** begin Data section **

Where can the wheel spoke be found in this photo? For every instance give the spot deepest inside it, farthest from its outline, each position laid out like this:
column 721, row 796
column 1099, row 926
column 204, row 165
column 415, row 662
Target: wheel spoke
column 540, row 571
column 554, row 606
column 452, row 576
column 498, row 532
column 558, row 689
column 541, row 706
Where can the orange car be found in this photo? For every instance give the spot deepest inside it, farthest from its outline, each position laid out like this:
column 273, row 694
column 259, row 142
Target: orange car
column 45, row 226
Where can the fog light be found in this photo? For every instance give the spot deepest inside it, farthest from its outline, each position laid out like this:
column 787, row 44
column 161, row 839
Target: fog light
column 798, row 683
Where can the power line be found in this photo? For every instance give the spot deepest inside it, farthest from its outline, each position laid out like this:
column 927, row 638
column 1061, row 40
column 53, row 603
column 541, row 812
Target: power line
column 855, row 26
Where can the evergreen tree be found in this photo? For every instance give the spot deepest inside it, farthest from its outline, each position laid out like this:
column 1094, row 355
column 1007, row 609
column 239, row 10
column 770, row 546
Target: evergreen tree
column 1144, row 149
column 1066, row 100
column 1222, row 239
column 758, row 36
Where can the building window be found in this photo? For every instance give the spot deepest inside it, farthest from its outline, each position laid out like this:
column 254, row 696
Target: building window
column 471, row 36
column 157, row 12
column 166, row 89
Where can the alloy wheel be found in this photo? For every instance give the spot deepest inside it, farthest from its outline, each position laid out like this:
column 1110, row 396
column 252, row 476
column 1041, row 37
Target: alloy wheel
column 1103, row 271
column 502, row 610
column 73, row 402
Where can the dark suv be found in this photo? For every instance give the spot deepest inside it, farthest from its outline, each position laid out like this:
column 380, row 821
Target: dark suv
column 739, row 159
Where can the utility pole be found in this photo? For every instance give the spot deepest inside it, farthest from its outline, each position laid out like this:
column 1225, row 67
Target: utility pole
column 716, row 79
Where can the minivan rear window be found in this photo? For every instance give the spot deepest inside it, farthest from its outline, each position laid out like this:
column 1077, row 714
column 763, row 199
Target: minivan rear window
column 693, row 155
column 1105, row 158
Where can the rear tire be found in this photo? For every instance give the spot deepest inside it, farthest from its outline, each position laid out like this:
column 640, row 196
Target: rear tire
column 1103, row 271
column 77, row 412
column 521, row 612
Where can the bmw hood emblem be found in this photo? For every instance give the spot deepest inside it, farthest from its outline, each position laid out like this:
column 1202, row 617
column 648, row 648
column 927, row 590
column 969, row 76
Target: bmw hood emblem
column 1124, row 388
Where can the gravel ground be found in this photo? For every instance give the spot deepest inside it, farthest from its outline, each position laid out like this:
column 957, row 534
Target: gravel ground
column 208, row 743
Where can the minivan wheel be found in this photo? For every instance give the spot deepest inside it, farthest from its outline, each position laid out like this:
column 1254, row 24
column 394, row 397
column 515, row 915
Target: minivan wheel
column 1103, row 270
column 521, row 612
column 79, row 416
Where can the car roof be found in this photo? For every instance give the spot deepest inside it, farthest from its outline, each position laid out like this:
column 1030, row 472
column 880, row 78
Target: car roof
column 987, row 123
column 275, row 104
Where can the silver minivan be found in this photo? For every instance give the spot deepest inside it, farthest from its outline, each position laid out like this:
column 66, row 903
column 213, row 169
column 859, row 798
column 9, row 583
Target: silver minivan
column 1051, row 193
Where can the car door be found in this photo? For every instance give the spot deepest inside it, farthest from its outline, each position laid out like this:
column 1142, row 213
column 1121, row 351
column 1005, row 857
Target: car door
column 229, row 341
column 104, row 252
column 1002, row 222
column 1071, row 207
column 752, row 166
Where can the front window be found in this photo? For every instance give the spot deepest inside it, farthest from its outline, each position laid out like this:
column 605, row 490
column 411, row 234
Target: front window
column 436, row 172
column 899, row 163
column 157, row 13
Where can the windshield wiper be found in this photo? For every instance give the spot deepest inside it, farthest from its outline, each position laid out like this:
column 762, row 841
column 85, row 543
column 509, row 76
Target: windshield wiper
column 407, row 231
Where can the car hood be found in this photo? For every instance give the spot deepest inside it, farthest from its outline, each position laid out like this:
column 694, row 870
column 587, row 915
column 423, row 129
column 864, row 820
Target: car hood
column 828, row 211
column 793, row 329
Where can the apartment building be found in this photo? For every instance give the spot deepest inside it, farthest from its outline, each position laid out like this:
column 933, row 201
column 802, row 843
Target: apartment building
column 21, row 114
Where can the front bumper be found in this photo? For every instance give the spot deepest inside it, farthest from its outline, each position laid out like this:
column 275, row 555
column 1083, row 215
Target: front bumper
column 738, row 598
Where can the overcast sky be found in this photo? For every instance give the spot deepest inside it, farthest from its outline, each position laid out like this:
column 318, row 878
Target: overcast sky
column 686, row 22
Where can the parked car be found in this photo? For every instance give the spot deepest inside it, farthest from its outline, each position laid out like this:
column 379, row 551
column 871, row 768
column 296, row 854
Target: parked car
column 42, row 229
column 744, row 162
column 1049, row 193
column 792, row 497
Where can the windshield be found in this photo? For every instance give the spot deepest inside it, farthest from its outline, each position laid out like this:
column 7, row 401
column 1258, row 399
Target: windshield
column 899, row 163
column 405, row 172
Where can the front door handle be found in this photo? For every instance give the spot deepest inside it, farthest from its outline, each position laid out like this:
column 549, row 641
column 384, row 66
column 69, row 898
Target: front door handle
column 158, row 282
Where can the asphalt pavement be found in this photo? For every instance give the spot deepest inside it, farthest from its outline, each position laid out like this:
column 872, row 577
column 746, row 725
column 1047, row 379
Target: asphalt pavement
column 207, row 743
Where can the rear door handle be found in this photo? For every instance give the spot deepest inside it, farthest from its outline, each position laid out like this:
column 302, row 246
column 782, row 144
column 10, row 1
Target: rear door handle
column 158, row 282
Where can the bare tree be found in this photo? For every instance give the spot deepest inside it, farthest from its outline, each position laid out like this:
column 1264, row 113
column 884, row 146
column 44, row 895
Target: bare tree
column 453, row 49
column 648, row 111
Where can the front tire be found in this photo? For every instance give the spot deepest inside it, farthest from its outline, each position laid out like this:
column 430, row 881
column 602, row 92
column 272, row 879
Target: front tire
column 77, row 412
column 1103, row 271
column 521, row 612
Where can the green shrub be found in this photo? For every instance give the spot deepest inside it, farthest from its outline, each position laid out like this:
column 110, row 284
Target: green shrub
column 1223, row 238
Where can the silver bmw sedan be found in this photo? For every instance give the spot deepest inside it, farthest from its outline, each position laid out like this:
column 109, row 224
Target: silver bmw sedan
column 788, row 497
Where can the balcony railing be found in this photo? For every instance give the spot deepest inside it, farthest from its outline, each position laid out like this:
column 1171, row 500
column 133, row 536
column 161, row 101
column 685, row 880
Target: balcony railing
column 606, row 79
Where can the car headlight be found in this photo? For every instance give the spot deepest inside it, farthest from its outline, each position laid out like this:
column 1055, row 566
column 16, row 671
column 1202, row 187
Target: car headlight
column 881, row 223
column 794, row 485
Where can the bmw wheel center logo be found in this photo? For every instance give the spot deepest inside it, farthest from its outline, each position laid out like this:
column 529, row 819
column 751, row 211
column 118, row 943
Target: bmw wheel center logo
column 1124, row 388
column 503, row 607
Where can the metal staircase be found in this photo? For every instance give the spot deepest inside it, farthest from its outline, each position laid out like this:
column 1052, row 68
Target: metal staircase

** end Data section **

Request – Reproduce without alteration the lines beginning with the one containing "Where can the front bumper" and ending with the one containing "column 738, row 598", including both of those lines.

Response for this exercise –
Where can the front bumper be found in this photo? For every instance give the spot deepest inside it, farthest from its outline, each position laid out like this:
column 275, row 555
column 1083, row 215
Target: front bumper
column 738, row 598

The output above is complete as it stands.